Make an exact copy of the entries, and keep any pictures out of it.
**** Stored data ****
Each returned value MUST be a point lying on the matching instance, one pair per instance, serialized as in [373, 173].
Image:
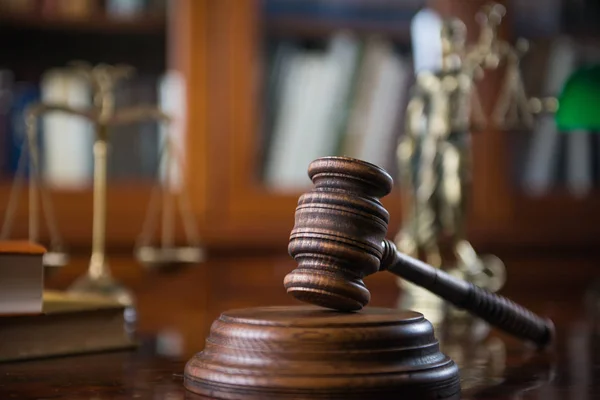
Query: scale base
[171, 258]
[103, 285]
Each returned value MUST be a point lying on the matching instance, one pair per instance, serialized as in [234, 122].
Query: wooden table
[499, 368]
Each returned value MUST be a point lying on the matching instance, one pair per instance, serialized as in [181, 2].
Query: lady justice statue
****
### Response to this exercise
Each returned value MUST be a point lying on the matching instance, one pair per instance, serialized as in [373, 173].
Image:
Query: scale base
[171, 258]
[103, 285]
Each returned value MUST be a point lying on the matching instance, one pair per instance, serialized as in [234, 122].
Query: wooden table
[499, 368]
Each returned value MUST be a point lying on the matching instance, one pair per instance, serialized as in [181, 2].
Query: lady justice statue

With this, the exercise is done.